## WHAT TO DO
Locate the line containing "Point to the hat", then please write out that line and all the lines below it in the entries exactly.

[A block of data]
○ ○ ○ ○ ○ ○ ○

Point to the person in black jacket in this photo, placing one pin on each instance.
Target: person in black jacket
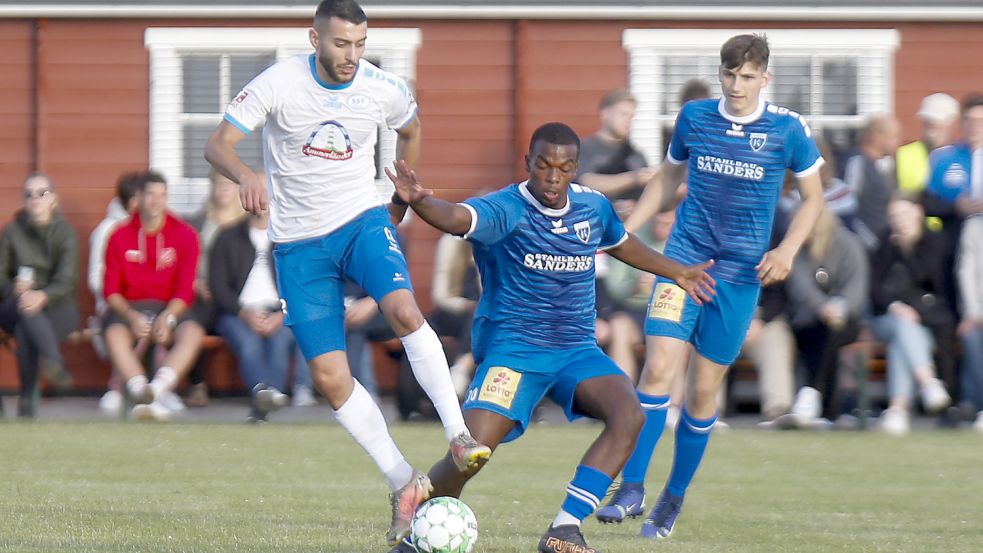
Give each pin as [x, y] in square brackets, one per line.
[242, 280]
[38, 275]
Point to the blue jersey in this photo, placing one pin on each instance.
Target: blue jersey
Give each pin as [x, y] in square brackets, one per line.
[736, 168]
[951, 173]
[537, 265]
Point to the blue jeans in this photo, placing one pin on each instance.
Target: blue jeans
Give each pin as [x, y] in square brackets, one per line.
[260, 359]
[909, 347]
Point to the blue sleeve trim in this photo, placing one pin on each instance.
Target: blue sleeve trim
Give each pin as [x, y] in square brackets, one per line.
[232, 121]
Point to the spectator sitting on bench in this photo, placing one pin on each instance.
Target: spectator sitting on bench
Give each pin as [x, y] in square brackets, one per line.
[912, 313]
[243, 282]
[38, 275]
[148, 286]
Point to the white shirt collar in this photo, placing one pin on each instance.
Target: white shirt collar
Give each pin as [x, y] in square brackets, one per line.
[548, 211]
[742, 120]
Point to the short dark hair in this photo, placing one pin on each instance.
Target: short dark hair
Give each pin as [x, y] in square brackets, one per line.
[346, 10]
[555, 133]
[972, 100]
[742, 49]
[127, 186]
[148, 177]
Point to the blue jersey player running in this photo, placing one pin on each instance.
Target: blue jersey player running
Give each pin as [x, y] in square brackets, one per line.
[533, 335]
[737, 150]
[320, 114]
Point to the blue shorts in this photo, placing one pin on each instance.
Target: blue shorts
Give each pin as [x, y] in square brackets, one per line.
[512, 380]
[716, 329]
[311, 275]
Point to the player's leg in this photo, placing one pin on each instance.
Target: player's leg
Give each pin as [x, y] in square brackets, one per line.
[717, 339]
[594, 386]
[311, 289]
[377, 264]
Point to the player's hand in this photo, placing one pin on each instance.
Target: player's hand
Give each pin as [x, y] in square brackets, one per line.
[697, 283]
[32, 302]
[774, 266]
[252, 193]
[407, 184]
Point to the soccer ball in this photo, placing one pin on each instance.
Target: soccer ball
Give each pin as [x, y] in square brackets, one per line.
[444, 525]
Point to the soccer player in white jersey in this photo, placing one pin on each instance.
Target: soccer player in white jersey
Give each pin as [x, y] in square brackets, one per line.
[320, 114]
[737, 149]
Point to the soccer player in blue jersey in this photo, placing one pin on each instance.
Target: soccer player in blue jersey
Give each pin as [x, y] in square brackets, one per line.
[320, 113]
[533, 334]
[736, 149]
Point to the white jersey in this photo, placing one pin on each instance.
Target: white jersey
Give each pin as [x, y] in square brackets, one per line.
[319, 141]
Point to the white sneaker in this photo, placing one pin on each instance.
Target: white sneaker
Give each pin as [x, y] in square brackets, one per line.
[808, 404]
[978, 425]
[111, 402]
[895, 421]
[934, 396]
[304, 397]
[150, 412]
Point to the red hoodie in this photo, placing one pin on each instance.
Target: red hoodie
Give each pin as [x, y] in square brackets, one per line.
[159, 266]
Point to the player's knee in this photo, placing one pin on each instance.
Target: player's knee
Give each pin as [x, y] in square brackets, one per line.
[405, 317]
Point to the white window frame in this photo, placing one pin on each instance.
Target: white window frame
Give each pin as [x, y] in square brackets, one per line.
[647, 47]
[394, 47]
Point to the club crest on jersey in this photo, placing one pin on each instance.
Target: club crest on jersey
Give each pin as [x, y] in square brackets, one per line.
[330, 140]
[583, 230]
[757, 140]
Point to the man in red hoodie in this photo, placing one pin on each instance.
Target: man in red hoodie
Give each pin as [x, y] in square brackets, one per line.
[150, 268]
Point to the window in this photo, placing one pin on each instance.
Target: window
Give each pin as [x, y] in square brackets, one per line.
[195, 71]
[834, 77]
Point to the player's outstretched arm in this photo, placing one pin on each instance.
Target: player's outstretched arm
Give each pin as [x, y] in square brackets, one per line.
[777, 263]
[442, 215]
[692, 278]
[657, 196]
[221, 153]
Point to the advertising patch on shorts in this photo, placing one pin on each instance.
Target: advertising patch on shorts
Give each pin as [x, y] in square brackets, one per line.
[500, 386]
[667, 302]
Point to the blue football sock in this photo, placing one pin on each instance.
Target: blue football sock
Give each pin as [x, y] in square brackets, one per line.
[655, 408]
[585, 491]
[692, 436]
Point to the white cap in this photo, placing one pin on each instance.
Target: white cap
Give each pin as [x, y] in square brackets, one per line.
[939, 108]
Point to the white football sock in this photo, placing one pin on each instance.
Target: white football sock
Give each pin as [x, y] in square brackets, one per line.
[426, 356]
[361, 417]
[564, 518]
[164, 379]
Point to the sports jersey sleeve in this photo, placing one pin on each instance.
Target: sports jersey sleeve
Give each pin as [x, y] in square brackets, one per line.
[399, 103]
[805, 158]
[249, 108]
[614, 231]
[492, 217]
[678, 151]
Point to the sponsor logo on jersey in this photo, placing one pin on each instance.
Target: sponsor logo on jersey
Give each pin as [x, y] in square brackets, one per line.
[358, 102]
[730, 168]
[735, 130]
[667, 302]
[330, 140]
[559, 263]
[757, 140]
[583, 230]
[557, 227]
[500, 386]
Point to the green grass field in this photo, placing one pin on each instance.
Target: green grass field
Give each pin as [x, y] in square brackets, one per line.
[308, 488]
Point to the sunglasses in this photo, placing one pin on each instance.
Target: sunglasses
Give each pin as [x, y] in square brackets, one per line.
[37, 195]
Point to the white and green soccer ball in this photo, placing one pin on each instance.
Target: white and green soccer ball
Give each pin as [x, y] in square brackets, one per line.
[444, 525]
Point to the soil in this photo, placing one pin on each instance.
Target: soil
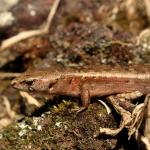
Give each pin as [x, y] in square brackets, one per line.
[83, 32]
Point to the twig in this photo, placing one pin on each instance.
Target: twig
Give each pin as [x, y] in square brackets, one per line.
[8, 75]
[30, 33]
[147, 6]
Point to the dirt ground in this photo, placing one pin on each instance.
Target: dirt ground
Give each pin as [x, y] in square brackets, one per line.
[83, 33]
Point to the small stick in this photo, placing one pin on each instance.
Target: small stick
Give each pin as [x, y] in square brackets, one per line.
[30, 33]
[8, 75]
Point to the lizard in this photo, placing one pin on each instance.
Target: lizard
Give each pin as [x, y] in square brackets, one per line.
[117, 83]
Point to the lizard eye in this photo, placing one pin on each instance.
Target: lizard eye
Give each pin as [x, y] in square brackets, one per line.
[29, 82]
[31, 89]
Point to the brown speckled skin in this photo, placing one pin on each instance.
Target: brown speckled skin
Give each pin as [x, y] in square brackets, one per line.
[87, 82]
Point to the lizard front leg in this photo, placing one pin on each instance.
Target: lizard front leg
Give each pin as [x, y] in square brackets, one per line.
[128, 112]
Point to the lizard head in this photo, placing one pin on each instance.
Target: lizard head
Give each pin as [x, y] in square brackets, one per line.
[38, 81]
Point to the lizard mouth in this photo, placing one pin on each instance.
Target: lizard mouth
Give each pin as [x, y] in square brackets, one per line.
[20, 86]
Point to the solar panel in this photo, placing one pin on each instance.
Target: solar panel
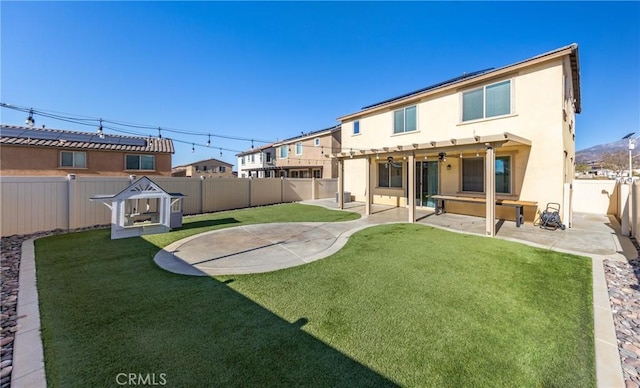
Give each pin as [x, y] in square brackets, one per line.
[108, 140]
[449, 81]
[133, 141]
[42, 135]
[12, 132]
[80, 137]
[25, 133]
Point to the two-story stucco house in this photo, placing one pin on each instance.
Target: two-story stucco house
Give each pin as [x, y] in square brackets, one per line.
[208, 168]
[306, 156]
[30, 151]
[505, 134]
[257, 163]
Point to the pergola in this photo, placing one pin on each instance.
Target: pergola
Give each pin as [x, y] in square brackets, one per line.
[489, 142]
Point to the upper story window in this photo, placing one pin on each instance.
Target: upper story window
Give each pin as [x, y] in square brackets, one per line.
[487, 101]
[405, 120]
[284, 152]
[140, 162]
[73, 159]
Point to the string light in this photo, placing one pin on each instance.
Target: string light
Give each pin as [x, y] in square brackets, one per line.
[30, 121]
[100, 131]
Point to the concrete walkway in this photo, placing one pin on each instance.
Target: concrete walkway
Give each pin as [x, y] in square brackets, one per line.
[270, 247]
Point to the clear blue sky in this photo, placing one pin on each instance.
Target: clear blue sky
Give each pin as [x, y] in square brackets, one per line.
[271, 70]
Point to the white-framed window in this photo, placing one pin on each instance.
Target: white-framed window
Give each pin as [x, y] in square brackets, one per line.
[488, 101]
[405, 120]
[390, 174]
[140, 162]
[473, 174]
[73, 159]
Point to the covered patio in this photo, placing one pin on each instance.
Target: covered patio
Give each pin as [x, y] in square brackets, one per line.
[433, 150]
[592, 234]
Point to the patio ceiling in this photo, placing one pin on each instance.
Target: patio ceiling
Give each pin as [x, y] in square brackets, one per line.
[471, 143]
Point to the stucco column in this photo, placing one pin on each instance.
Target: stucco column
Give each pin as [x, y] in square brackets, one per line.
[340, 184]
[490, 190]
[411, 189]
[367, 193]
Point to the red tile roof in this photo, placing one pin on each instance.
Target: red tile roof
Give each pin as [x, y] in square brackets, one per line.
[40, 137]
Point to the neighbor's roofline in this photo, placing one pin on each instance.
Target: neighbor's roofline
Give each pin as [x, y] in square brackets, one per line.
[203, 160]
[571, 49]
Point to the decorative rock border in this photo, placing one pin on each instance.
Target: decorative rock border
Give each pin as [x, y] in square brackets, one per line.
[623, 280]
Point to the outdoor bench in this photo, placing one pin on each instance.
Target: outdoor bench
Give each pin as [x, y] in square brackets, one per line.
[516, 204]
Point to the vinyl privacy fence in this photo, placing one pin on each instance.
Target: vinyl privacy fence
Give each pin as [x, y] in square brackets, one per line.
[35, 204]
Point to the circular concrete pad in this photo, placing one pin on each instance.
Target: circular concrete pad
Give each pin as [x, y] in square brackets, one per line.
[252, 248]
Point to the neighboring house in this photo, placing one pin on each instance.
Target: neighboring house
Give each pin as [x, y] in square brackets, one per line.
[33, 151]
[210, 168]
[514, 126]
[257, 162]
[307, 155]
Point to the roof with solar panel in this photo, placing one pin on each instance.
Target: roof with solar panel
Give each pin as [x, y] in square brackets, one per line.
[41, 137]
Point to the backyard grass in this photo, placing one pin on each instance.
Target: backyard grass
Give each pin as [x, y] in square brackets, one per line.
[400, 304]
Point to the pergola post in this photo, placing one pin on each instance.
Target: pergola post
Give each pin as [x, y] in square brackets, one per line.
[367, 193]
[340, 184]
[490, 190]
[411, 187]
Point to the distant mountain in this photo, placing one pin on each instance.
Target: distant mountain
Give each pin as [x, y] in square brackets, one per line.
[596, 153]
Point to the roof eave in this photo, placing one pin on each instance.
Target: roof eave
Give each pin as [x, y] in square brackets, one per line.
[566, 50]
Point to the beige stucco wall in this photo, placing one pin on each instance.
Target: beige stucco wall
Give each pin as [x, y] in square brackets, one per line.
[312, 156]
[537, 103]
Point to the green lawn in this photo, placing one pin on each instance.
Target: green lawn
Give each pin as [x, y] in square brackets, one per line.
[400, 304]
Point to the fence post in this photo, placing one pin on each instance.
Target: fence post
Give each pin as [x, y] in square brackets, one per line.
[250, 190]
[201, 194]
[624, 209]
[71, 194]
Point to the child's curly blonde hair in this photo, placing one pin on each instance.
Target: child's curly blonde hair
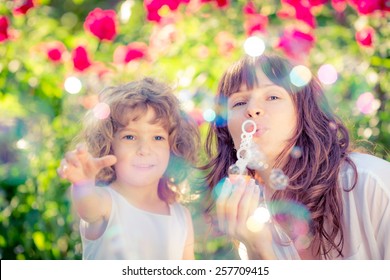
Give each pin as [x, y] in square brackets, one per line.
[129, 102]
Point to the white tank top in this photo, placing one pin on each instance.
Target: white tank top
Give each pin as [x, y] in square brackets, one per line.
[135, 234]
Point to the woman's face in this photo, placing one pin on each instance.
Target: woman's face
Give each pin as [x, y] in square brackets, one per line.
[271, 108]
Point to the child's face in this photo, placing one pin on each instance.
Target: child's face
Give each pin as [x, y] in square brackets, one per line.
[142, 150]
[273, 111]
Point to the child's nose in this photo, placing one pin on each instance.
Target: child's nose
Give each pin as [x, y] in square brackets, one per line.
[143, 148]
[254, 110]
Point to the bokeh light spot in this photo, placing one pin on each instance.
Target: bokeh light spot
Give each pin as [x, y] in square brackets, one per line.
[209, 115]
[73, 85]
[327, 74]
[254, 46]
[101, 111]
[366, 103]
[296, 152]
[300, 76]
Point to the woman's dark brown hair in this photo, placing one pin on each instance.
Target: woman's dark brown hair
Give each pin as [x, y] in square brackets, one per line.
[321, 135]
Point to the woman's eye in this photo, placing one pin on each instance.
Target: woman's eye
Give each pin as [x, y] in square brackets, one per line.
[240, 103]
[129, 137]
[273, 97]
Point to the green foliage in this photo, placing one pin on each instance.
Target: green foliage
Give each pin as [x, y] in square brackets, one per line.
[39, 119]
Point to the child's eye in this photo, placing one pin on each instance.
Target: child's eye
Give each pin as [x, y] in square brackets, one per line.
[128, 137]
[240, 103]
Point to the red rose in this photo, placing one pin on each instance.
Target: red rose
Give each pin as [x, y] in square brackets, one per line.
[153, 6]
[4, 24]
[365, 7]
[220, 3]
[23, 8]
[296, 44]
[102, 24]
[133, 51]
[339, 5]
[365, 36]
[80, 59]
[55, 50]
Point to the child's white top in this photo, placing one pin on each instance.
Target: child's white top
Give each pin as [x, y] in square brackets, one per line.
[135, 234]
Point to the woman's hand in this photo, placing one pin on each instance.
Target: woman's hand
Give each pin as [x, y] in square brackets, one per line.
[236, 204]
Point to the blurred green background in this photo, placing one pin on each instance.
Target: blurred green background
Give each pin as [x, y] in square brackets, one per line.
[189, 48]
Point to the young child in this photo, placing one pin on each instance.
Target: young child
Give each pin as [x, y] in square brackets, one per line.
[142, 152]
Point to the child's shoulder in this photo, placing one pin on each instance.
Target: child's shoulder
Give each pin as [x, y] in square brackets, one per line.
[180, 210]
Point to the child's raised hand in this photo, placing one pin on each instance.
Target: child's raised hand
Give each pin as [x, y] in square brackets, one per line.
[79, 166]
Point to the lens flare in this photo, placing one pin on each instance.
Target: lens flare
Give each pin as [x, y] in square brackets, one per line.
[300, 76]
[209, 115]
[366, 103]
[327, 74]
[101, 111]
[254, 46]
[296, 152]
[73, 85]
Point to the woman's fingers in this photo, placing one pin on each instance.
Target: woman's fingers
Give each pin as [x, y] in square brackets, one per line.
[244, 208]
[231, 206]
[221, 203]
[255, 200]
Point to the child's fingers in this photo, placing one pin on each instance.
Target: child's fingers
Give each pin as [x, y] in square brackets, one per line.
[105, 161]
[221, 202]
[81, 148]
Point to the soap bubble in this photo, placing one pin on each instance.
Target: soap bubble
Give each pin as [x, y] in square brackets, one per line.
[279, 180]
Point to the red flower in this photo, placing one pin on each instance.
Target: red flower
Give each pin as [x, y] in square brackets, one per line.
[24, 6]
[153, 7]
[339, 5]
[4, 24]
[133, 51]
[220, 3]
[365, 36]
[80, 59]
[296, 44]
[365, 7]
[225, 42]
[102, 24]
[254, 22]
[55, 51]
[302, 11]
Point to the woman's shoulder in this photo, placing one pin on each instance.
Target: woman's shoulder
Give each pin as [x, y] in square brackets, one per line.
[370, 163]
[371, 170]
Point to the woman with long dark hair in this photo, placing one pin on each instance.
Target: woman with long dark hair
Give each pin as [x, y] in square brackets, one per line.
[336, 204]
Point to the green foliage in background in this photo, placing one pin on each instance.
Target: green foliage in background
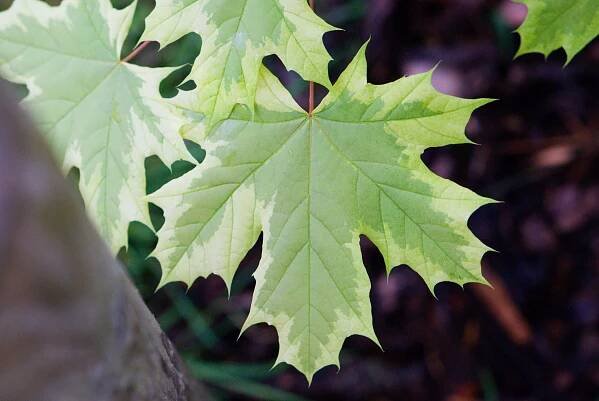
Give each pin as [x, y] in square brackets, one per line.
[311, 183]
[99, 114]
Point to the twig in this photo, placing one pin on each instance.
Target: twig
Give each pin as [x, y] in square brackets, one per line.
[311, 84]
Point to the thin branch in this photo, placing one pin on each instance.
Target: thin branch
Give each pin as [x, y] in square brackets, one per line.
[135, 52]
[311, 84]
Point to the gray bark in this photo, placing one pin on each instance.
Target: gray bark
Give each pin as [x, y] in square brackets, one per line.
[72, 326]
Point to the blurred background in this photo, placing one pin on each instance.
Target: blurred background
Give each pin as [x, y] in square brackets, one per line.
[536, 336]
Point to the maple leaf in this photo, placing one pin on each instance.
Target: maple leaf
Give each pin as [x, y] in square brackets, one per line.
[236, 36]
[313, 185]
[552, 24]
[99, 114]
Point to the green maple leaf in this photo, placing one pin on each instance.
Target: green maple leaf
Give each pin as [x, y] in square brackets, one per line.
[552, 24]
[313, 185]
[99, 114]
[236, 36]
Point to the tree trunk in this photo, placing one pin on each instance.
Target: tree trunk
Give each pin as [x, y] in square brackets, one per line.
[72, 326]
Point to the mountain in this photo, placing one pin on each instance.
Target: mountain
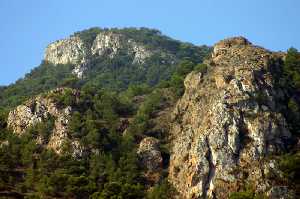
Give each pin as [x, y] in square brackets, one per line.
[131, 113]
[110, 58]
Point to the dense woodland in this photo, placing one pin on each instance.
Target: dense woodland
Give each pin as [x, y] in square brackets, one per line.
[108, 94]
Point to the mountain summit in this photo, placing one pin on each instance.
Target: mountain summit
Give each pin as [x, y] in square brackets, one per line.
[130, 113]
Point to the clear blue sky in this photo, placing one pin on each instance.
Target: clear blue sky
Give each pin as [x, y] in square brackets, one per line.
[27, 26]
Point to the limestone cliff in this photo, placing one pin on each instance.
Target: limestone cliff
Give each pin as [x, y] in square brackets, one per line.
[228, 123]
[75, 51]
[40, 109]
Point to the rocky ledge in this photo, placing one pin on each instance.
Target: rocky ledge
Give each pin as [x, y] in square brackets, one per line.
[228, 123]
[75, 51]
[41, 109]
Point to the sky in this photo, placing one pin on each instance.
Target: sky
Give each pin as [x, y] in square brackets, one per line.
[28, 26]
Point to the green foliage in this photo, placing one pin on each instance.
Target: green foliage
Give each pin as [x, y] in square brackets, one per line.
[113, 90]
[249, 194]
[202, 68]
[39, 80]
[292, 67]
[290, 165]
[117, 73]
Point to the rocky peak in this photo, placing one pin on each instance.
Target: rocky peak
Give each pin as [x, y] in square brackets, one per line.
[74, 50]
[227, 123]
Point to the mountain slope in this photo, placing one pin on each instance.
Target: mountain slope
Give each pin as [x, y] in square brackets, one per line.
[106, 58]
[224, 128]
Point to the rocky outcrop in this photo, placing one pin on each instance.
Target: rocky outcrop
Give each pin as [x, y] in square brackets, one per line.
[150, 159]
[149, 154]
[227, 123]
[74, 51]
[40, 109]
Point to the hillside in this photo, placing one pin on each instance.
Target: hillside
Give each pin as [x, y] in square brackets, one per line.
[106, 58]
[130, 113]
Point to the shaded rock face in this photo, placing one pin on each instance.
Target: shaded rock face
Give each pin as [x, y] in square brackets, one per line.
[41, 109]
[149, 154]
[74, 51]
[150, 159]
[226, 123]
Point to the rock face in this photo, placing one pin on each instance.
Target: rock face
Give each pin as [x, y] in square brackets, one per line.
[41, 109]
[74, 51]
[227, 123]
[149, 154]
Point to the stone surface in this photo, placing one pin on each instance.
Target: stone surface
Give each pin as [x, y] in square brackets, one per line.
[74, 51]
[149, 154]
[226, 123]
[41, 109]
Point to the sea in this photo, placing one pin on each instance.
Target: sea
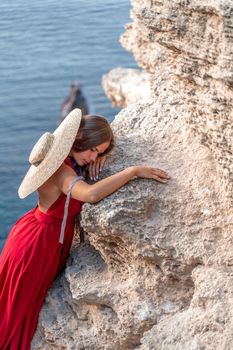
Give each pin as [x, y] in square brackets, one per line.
[44, 46]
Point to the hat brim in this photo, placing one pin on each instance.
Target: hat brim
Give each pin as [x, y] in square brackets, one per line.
[64, 137]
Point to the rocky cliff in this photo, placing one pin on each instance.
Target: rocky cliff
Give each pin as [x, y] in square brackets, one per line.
[156, 270]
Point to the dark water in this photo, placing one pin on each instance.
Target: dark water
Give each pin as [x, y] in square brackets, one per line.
[45, 45]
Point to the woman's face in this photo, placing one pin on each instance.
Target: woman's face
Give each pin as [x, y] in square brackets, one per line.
[90, 155]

○ ○ ○ ○ ○ ○ ○

## WRITTEN ANSWER
Point to the hat brim in this photo, placing one pin on each instance.
Target: hat brim
Give each pin as [x, y] in square brackets, one per line.
[64, 137]
Point to the rocky cliff in this photo, placing one pin on each instance.
Target: rocky cliff
Give each pin as [x, y] in square brackets, one per line.
[156, 270]
Point to the dark water in this photo, placing one pin on each instance.
Target: dark water
Give each pin as [x, y] in square brackets, one per line.
[45, 45]
Point to the woman's face in this photo, placing one pin on each instance.
Target: woman's face
Give each pin as [x, y] in square brackets, one per line.
[90, 155]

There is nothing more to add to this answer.